• [Goal of the exercise]: Present the portion of the entries below that begins with the line containing "Locate short hair and produce bounding boxes." and ends with the line containing "[0,0,500,334]", both lines included, as a Markdown table with the columns Row and Text. Number each line in Row, give the line itself in Text, and omit blank lines.

## begin

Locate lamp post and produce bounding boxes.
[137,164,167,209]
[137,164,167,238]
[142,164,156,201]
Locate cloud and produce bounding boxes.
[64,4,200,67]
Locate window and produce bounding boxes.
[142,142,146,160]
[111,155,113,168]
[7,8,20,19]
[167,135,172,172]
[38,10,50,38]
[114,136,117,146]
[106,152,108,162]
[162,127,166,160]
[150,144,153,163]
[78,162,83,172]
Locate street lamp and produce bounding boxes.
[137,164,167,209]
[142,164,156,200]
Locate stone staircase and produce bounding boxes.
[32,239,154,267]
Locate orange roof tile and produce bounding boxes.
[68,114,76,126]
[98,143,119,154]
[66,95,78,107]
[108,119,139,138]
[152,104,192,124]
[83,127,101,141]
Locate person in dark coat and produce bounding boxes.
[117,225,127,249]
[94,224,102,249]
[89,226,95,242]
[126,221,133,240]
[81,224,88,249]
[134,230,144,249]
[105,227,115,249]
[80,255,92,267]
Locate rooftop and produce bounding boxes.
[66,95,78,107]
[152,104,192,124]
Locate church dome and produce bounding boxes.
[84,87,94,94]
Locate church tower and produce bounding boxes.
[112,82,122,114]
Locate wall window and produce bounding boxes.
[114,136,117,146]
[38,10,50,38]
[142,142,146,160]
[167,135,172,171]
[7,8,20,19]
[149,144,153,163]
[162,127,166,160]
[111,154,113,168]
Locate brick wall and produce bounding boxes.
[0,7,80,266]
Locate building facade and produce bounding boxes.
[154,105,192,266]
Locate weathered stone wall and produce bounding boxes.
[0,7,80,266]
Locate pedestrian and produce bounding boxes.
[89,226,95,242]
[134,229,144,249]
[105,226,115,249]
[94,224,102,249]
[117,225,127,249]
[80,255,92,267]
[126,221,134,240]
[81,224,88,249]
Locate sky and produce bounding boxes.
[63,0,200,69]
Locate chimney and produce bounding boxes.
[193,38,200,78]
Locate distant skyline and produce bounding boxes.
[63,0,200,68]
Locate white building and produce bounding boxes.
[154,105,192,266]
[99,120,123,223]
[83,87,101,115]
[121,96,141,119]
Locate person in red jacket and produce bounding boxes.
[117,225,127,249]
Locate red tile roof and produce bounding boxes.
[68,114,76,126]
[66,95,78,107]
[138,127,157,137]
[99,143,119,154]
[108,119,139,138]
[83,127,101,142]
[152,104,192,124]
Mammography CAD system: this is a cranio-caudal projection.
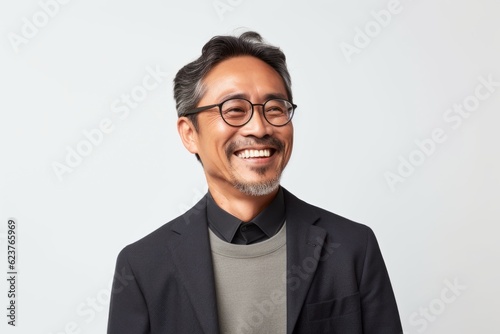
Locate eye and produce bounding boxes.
[266,100,290,117]
[221,99,252,118]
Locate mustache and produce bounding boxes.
[226,135,285,159]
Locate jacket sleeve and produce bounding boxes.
[108,248,150,334]
[359,228,403,334]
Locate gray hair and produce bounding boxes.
[174,31,293,130]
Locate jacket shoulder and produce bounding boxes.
[118,196,206,260]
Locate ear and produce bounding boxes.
[177,117,198,154]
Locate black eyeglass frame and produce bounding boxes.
[181,97,297,128]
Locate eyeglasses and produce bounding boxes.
[183,98,297,127]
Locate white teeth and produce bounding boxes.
[238,149,271,159]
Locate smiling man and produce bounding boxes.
[108,32,402,334]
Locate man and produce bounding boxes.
[108,32,402,334]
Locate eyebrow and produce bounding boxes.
[219,93,288,103]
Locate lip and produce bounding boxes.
[233,146,278,165]
[233,146,278,156]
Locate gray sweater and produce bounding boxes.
[210,223,286,334]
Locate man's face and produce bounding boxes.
[181,56,293,196]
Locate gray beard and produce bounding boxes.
[233,175,280,196]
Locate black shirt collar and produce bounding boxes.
[207,187,285,243]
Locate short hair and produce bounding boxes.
[174,31,293,131]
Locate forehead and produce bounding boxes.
[198,56,287,99]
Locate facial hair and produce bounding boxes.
[226,136,285,196]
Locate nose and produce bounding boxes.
[241,104,274,138]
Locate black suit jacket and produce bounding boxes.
[108,190,402,334]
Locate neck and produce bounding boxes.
[208,184,279,222]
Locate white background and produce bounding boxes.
[0,0,500,334]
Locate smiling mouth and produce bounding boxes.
[234,148,276,159]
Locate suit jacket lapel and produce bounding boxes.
[283,189,326,334]
[169,196,219,334]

## end

• [Worked answer]:
| Row | Text |
|---|---|
| 1 | Locate short hair and produce bounding boxes. |
| 2 | [174,31,293,131] |
| 3 | Locate forehead and produce bounding boxes. |
| 4 | [198,56,287,99] |
| 5 | Locate facial hair and produce bounding boxes. |
| 6 | [226,136,285,196] |
| 7 | Locate nose and produce bounding boxes. |
| 8 | [241,104,274,138] |
| 9 | Locate black suit jacket and produce bounding boxes. |
| 10 | [108,190,402,334] |
| 11 | Locate neck and produce bounding boxes. |
| 12 | [208,184,279,222] |
| 13 | Locate white background and produce bounding boxes. |
| 14 | [0,0,500,334] |